*** Available data ***
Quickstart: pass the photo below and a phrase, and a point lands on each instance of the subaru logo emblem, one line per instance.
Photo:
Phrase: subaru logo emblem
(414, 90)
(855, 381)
***
> Activity
Output the full listing exactly as it stands.

> Your solution
Quickstart: pass the photo below and a phrase, and a point lands on each instance of the subaru logo emblem, one line per instance.
Photo:
Phrase: subaru logo emblem
(414, 90)
(855, 381)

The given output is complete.